TASK 1: In two sentences, what does the Actor documentation say?
TASK 2: According to the Actor documentation, which base image should you try if a build fails because an NPM package needs tools the current image lacks?
TASK 3: Does each statement agree with the Actor documentation? Answer yes or no, quoting the deciding words. (a) Hosted source code must sit in one file written in JavaScript / Node.js. (b) Every act has to use the apify package. (c) An act's run ends when a single HTTP transaction ends.

Actor

Actor is a serverless computing platform that enables execution of arbitrary pieces of code in the Apify cloud. Unlike traditional serverless platforms, the run of an act is not limited to the lifetime of a single HTTP transaction. It can run for as long as necessary, even forever. The act can perform anything from a simple actions such as filling a web form or sending an email, to complex operations such as crawling an entire website and removing duplicates from a large dataset.

A single isolated Actor job is called an act, and it consists of a source code and various settings. You can think of an act as a cloud app or service.

Quick start

Go to Actor section in the app, create a new act and go to Source tab. Paste the following Node.js code into to Source code editor:

const Apify = require('apify');

Apify.main(async () => {
   console.log('Hello world from Actor!');
});

Click Quick run to build and run your act. After the run is finished you should see something like:

Congratulations, you have successfully created and ran your first act!

Let's try something little more complicated. We will change the act to accept input and generate output (see Input and output for more details):

const Apify = require('apify');

Apify.main(async () => {
    // Get input and print it
    const input = await Apify.getValue('INPUT');
    console.log('My input:');
    console.dir(input);

    // Save output
    const output = { message: 'Hello world!' };
    await Apify.setValue('OUTPUT', output);
});

Save your act by clicking Save and then rebuild it by clicking Build. After the build is finished, go to Console and set Input to:

{ "hello": 123 }

Then set Content type to application/json; charset=utf-8 and click Run. You will see something like:

Excellent, you have just created your first act that accepts input and stores output! Now you can start adding some magic.

Note that above act is also available in the library as apify/hello-world. It uses the apify NPM package, which provides various helper functions to simplify developments of acts. For example, the Apify.main() function invokes a user function and waits for its finish, it logs exception details etc. Note that the apify package is optional and acts do not need to use it at all.

For more complicated acts, you'll probably prefer to host the source code on Git. To do that, follow these steps:

  1. Create a new Git repository
  2. Copy the boilerplate act code from the apify/quick-start act
  3. Set Source type to Git repository for your act in the app
  4. Paste the Git repo link to Git URL, save changes and build your act.
  5. That's it, now you can develop your act locally on your computer and run it on Apify cloud!

For more information, go to Git repository section.

Source code

The Source type setting determines the location of the source code for the act. It can have one of the following values: Hosted source, Git repository or Zip file.

Hosted source

The source code of the act can be hosted directly on Apify. All the code needs to be in a single file and written in JavaScript / Node.js. The version of Node.js is determined by the Base image setting - see Base images for the description of possible options.

The hosted source is especially useful for simple acts. The source code can require arbitrary NPM packages, for example:

const _ = require('underscore');
const request = require('request');

During the build process, the source code is scanned for occurrences of the require() function and the corresponding NPM dependencies are automatically added to the package.json file by running:

npm install underscore request --save --only=prod --no-optional

Note that certain NPM packages need additional tools for their installation, such as a C compiler or Python interpreter. If these tools are not available in the base Docker image, the build will fail. If that happens, try to change the base image to Node.js 8 + Puppeteer on Debian, because it contains much more tools than other images. Alternatively, the source code can be hosted in a Git repository, where it is possible to specify a custom Dockerfile with arbitrary dependencies.

PROVIDED DATA:
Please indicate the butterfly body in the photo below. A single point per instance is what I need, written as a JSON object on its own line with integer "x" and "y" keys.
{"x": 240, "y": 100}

EXERCISE OUTPUT 1: Actor is a serverless computing platform that runs arbitrary code in the Apify cloud, and an act's run is not limited to a single HTTP transaction but can last as long as necessary. An act consists of source code and various settings, and its source code can be hosted directly on Apify, in a Git repository, or as a Zip file.

EXERCISE OUTPUT 2: Node.js 8 + Puppeteer on Debian.

EXERCISE OUTPUT 3:
(a) Yes: "All the code needs to be in a single file and written in JavaScript / Node.js."
(b) No: "the apify package is optional and acts do not need to use it at all."
(c) No: "the run of an act is not limited to the lifetime of a single HTTP transaction."